* **WHAT TO DO**: Return the entries below word for word. No picture belongs in the copy.

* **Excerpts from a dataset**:
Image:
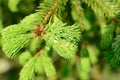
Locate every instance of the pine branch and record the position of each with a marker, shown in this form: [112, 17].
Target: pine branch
[62, 38]
[107, 36]
[14, 6]
[27, 72]
[113, 57]
[48, 8]
[14, 45]
[78, 15]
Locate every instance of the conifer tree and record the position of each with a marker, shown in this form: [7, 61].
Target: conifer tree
[47, 32]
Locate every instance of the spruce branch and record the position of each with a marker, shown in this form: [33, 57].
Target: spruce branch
[113, 56]
[64, 39]
[27, 72]
[78, 15]
[107, 36]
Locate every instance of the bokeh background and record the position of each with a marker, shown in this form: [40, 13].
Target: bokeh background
[12, 11]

* **SOLUTION FOR THIS EXERCISE**:
Image:
Locate every instance of the pine branch and record the position of each with a marker, shown in this form: [112, 17].
Target: pine branch
[62, 38]
[107, 36]
[14, 6]
[27, 72]
[113, 57]
[48, 8]
[14, 45]
[78, 15]
Locate every instance of the conifer tree and record the position of each with a marker, shown in this form: [7, 61].
Target: conifer tree
[47, 32]
Locate every instance of the spruce branch and record the position of each with a marker, shown in this form: [33, 57].
Target: spruce branch
[113, 56]
[64, 39]
[27, 72]
[78, 15]
[107, 36]
Locate every instance of the bokeh background and record the position of each with a marker, shown in this form: [40, 13].
Target: bokeh background
[12, 11]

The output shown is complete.